* start TEXT SECTION *
Department of Justice
U.S. Attorney’s Office
Southern District of New York

FOR IMMEDIATE RELEASE
Thursday, April 14, 2022

Ten Members Of International Stock Manipulation Ring Charged In Manhattan Federal Court

Global “Pump-and-Dump” Scheme Targeted Retail Investors and Generated Over $100 Million in Illicit Proceeds

Damian Williams, the United States Attorney for the Southern District of New York, and Michael J. Driscoll, the Assistant Director-in-Charge of the New York Field Office of the Federal Bureau of Investigation (“FBI”), announced today the unsealing of three indictments charging ten individuals with engaging in a long-running “pump-and-dump” stock manipulation scheme involving the stocks of numerous companies traded on United States-based stock exchanges.  The scheme spanned the globe and the ten defendants charged were residents of Canada, the United Kingdom, Bulgaria, Spain, Monaco, Turkey and the Bahamas.  RONALD BAUER was arrested in the United Kingdom.  CURTIS WILLIAM LEHNER, COURTNEY VASSEUR, and JULIUS CSURGO were arrested in Canada.  ANTHONY KORCULANIC was arrested in Spain.  PETAR MIHAYLOV was arrested in Bulgaria.  Finally, DOMENIC CALABRIGO was arrested in the Bahamas.  The United States intends to seek the extradition of BAUER, LEHNER, VASSEUR, CSURGO, KORCULANIC, MIHAYLOV, and CALABRIGO to the United States.  CRAIG AURINGER, a citizen of Canada and resident of the United Kingdom, HASAN SARIO, a citizen and resident of Turkey, and DANIEL FERRIS, a citizen of the United Kingdom and resident of Monaco, were also charged and remain at large. 

U.S. Attorney Damian Williams said:  “As alleged, for years, the defendants, collectively, made over $100 million by orchestrating ‘pump-and-dump’ stock manipulation schemes of publicly traded shares of U.S.-based issuers.  These pernicious ‘pump-and-dump’ schemes made the defendants rich while causing real harm to ordinary, retail investors who were left swallowing the losses.  These defendants used a web of nominee entities and shell companies located all over the world attempting to disguise their own orchestration of these schemes.  Today’s charges should send a clear message to all of those who think they can make millions running ‘pump-and-dump’ schemes --- no matter where in the world you are located, and no matter how many fake accounts and offshore shell companies you try to hide behind, our Office will vigorously pursue and prosecute you.”

FBI Assistant Director Michael J. Driscoll said:  “Stock manipulation schemes such as the one charged here today serve to undermine confidence in our financial markets and create a playing field designed to illegally benefit a greedy few fraudsters at the expense of many honest investors.  As alleged, the 10 charged defendants operated a global scheme that reaped more than $100 million in illicit proceeds.  Our action today should serve as a reminder of our commitment to insure free and fair markets for all investors.”           

As alleged in the three Indictments unsealed in Manhattan federal court[1]:

The Defendants

United States v. Ronald Bauer et al., 22 Cr. 155

RONALD BAUER, CRAIG AURINGER, PETAR MIHYALOV, and DANIEL FERRIS participated in a conspiracy that, collectively, involved “pump-and-dump” stock manipulation schemes of the securities of at least 12 United States-based issuers, resulting collectively in at least approximately $75 million in total proceeds.
* end TEXT SECTION *
* start DATA SECTION *
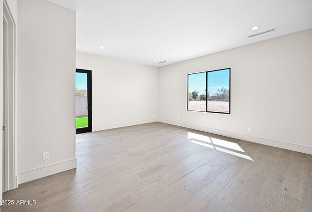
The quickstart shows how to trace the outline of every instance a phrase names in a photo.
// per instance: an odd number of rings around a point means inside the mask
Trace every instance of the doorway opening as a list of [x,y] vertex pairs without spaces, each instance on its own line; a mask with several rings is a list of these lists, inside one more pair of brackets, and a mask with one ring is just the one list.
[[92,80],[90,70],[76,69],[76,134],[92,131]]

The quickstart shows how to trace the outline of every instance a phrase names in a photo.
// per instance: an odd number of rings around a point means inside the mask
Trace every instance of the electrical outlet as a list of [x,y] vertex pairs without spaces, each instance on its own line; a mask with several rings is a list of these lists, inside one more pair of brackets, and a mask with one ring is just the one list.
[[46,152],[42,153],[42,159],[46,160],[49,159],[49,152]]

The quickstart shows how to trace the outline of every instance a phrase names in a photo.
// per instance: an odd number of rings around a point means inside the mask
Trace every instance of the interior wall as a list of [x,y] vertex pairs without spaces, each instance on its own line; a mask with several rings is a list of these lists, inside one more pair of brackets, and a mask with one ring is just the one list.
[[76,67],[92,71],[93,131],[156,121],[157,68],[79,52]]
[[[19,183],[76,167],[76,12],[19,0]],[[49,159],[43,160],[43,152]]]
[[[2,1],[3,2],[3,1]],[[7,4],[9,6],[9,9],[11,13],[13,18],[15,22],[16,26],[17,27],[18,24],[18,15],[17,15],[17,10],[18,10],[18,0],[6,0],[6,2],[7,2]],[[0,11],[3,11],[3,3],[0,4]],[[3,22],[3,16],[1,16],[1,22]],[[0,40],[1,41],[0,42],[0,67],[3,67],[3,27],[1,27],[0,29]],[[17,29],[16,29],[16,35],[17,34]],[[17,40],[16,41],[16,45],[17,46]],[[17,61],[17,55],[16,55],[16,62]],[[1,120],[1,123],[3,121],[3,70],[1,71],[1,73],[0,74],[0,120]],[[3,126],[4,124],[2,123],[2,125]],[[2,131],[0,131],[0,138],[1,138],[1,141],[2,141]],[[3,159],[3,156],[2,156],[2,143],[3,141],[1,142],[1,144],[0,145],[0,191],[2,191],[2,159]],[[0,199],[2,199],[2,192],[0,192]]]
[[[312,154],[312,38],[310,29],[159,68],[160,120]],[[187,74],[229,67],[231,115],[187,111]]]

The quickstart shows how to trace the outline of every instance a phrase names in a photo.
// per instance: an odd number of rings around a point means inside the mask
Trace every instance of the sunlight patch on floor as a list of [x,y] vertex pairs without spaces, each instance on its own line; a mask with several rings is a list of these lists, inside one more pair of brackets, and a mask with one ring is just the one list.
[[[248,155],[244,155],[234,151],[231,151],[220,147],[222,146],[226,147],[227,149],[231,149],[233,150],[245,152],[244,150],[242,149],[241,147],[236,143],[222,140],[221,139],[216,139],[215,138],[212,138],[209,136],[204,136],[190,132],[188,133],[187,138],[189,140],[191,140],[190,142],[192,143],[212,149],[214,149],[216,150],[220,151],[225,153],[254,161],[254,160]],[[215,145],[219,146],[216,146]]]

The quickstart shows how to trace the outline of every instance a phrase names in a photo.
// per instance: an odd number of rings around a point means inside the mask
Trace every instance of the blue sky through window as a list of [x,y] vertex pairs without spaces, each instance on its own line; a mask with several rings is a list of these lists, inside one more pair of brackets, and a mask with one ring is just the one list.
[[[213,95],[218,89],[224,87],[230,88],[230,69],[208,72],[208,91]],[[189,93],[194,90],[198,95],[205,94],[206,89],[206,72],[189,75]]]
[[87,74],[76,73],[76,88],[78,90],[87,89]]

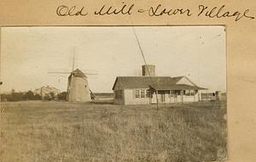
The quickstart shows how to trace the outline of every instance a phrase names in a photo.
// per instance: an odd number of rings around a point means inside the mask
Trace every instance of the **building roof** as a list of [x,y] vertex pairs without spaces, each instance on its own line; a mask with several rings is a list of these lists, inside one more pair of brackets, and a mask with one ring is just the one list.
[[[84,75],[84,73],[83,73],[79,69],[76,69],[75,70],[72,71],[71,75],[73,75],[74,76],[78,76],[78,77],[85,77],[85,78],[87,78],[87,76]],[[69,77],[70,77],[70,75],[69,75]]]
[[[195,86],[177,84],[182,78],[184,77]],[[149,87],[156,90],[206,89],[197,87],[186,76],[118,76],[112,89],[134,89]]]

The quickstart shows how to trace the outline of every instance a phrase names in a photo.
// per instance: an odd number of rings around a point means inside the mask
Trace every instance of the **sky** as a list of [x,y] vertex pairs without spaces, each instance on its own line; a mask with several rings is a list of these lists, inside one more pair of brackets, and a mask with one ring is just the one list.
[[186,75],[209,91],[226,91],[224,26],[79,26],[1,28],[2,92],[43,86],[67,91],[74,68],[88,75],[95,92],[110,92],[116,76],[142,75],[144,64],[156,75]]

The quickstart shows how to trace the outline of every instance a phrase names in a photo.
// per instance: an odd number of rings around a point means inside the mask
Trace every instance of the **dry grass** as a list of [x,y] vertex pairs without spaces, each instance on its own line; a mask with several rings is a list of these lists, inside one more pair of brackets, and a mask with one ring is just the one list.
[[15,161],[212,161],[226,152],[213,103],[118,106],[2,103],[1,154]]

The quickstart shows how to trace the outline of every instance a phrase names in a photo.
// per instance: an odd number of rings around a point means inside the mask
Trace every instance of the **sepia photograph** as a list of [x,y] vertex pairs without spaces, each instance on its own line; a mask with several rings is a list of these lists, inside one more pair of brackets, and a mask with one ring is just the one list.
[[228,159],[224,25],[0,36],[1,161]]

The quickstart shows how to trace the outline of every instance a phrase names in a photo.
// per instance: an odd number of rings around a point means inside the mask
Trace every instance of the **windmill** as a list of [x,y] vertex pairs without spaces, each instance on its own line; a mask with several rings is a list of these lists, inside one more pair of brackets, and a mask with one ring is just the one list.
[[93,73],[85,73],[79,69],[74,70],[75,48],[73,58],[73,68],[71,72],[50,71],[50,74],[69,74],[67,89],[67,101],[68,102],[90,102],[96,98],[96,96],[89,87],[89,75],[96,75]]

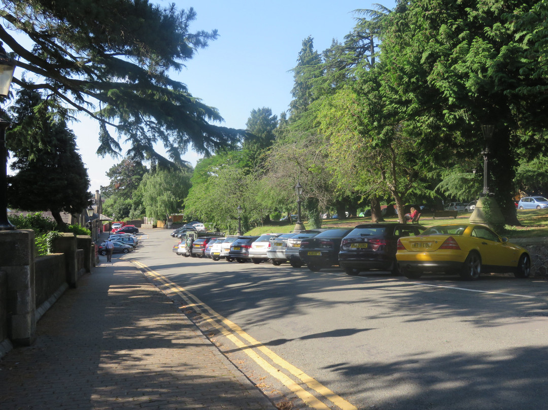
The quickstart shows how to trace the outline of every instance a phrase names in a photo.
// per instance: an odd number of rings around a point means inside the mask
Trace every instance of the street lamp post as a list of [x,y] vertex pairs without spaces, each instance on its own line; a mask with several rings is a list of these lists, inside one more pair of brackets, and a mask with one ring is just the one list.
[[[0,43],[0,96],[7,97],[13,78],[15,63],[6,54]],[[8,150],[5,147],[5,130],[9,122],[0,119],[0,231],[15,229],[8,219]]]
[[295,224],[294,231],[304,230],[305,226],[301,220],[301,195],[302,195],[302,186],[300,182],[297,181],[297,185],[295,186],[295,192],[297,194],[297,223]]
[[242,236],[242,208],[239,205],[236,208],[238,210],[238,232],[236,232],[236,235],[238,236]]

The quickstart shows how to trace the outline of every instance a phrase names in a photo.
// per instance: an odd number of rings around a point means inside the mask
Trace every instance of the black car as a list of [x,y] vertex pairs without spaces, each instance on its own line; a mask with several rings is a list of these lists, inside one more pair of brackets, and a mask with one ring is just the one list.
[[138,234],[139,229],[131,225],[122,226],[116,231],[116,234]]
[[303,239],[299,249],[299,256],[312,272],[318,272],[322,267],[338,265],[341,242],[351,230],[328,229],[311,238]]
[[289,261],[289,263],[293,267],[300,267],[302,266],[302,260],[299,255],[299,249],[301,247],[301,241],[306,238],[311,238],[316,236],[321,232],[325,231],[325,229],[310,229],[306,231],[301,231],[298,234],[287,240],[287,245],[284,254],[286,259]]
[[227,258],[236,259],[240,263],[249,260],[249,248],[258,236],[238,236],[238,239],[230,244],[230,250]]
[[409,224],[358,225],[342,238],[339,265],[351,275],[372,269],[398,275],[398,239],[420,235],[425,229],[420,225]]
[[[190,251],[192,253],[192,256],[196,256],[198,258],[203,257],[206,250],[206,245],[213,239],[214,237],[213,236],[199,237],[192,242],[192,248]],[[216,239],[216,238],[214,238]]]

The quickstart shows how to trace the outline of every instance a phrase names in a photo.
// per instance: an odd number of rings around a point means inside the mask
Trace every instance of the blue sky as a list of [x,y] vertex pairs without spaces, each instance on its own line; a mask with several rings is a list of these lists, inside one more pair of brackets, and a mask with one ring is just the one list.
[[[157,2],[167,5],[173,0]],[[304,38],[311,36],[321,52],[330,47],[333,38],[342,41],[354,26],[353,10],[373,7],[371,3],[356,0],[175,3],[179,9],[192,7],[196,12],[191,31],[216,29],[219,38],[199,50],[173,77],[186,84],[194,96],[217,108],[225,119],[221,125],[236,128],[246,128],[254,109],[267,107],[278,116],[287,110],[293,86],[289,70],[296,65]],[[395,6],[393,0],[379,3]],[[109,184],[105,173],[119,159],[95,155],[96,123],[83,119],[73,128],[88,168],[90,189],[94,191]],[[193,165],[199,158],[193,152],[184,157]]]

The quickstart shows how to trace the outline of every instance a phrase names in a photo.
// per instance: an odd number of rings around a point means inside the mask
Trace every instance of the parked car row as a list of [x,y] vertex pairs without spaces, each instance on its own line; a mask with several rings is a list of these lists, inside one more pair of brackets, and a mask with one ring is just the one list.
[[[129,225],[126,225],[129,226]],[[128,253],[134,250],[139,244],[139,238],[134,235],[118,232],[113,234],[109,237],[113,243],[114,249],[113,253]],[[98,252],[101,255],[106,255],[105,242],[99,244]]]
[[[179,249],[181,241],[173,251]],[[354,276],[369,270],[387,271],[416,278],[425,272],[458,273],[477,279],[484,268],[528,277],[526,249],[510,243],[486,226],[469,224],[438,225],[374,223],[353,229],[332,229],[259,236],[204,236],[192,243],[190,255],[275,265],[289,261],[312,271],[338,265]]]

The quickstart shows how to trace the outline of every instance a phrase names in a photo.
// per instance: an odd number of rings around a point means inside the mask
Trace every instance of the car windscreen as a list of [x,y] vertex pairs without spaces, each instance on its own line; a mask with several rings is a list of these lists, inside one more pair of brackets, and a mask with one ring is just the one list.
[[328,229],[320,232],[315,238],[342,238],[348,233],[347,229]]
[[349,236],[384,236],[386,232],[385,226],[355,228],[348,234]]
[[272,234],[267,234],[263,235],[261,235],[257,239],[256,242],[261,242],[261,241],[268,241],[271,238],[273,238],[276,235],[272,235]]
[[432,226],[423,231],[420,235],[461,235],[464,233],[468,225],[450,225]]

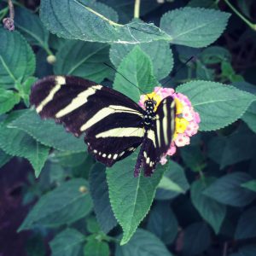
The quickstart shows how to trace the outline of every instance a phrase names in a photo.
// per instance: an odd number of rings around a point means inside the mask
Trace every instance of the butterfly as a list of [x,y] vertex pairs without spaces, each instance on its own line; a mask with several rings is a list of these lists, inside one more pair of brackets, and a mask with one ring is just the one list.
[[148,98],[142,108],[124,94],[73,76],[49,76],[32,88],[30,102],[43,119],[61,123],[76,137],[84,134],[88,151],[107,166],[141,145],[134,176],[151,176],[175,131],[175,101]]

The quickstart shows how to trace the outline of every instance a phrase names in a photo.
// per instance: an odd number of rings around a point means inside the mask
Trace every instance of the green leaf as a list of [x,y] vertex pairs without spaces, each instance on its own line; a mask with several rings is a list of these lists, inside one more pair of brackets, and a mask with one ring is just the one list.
* end DATA SECTION *
(TASK REQUIREMENTS):
(a) According to the press release on the pump-and-dump charges, in which country was Anthony Korculanic arrested?
(b) Write what comes next in the press release on the pump-and-dump charges, picking up after its final sentence.

(ANSWERS PER TASK):
(a) Spain.

(b)
RONALD BAUER, a/k/a “Patek,” a citizen of Canada and the United Kingdom who resided in the United Kingdom, orchestrated numerous “pump-and-dump” schemes.  BAUER controlled the various aspects of the schemes. 

CRAIG AURINGER, a citizen of Canada who resided in the United Kingdom, participated in multiple “pump-and-dump” schemes including by coordinating stock promotion campaigns and by providing funding in furtherance of the stock manipulation schemes.

PETAR MIHAYLOV, a/k/a “Petar the Bulgarian,” a/k/a “PDM,” a citizen and resident of Bulgaria, participated in multiple “pump-and-dump” schemes by coordinating stock manipulation promotion campaigns and providing funding in furtherance of the stock manipulation schemes.

DANIEL FERRIS, a citizen of the United Kingdom who resided in Monaco, participated in multiple “pump-and-dump” stock manipulation schemes including by opening accounts that were then used to trade shares and transfer funds in furtherance of the schemes and by taking various actions necessary to prepare the publicly traded companies that were used as the vehicles for the stock manipulation schemes. FERRIS also served as the Chief Executive Officer of at least one of the companies whose shares the group thereafter manipulated. 

United States v. Curtis Lehner et al., 21 Cr. 121

CURTIS LEHNER, COURTNEY VASSEUR, HASAN SARIO, and DOMENIC CALABRIGO participated in a conspiracy that, collectively, involved “pump-and-dump” stock manipulation schemes of the securities of at least 9 United States-based issuers, resulting collectively in at least approximately $35 million in total proceeds. 

CURTIS LEHNER, a/k/a “Santa,” a citizen and resident of Canada, and COURTNEY VASSEUR, a/k/a “Black Water Resource Management,” a/k/a “Black Water,” a/k/a “Cyrill Vetsch,” a/k/a “Arctic Shark,” a/k/a “Oscar Devries,” a citizen and resident of Canada, both orchestrated numerous “pump-and-dump” schemes.

HASAN SARIO, a/k/a “Ali,” a/k/a “H,” a citizen of Germany and Turkey who resided in Turkey, furthered the stock manipulation schemes by, among other things, acting as a designated “trading specialist” who directed the group’s stock trading across various nominee entity accounts that the group controlled.  SARIO also utilized a network of nominee entities and nominee entity bank accounts that he controlled in order to both trade shares and transfer funds in furtherance of the schemes.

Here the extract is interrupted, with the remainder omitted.